§ **Work task**
Starting at the line that contains "point_to(query) locates a point on each instance of the river", output each line through the end of the data exactly, and nothing more.

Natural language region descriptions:
▼
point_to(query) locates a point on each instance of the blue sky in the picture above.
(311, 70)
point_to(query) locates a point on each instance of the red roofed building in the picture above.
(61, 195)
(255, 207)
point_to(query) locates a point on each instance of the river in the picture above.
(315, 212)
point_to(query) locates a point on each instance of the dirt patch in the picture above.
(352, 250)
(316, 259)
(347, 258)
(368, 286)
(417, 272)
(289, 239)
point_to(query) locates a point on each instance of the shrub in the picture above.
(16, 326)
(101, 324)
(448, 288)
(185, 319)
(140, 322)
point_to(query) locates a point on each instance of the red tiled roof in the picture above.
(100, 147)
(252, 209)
▲
§ **Answer space**
point_to(query) locates a point on each instance of the river in the picture above.
(315, 212)
point_to(query) locates a point on each instance of the dirt patch in the picture above.
(352, 250)
(316, 259)
(347, 258)
(368, 286)
(417, 272)
(289, 239)
point_to(query) locates a point on each instance of the shrub in the picture above.
(16, 326)
(101, 324)
(448, 288)
(185, 319)
(140, 322)
point_to(query) locates a point on each instance of the red tiled roof in the picture above.
(100, 147)
(252, 209)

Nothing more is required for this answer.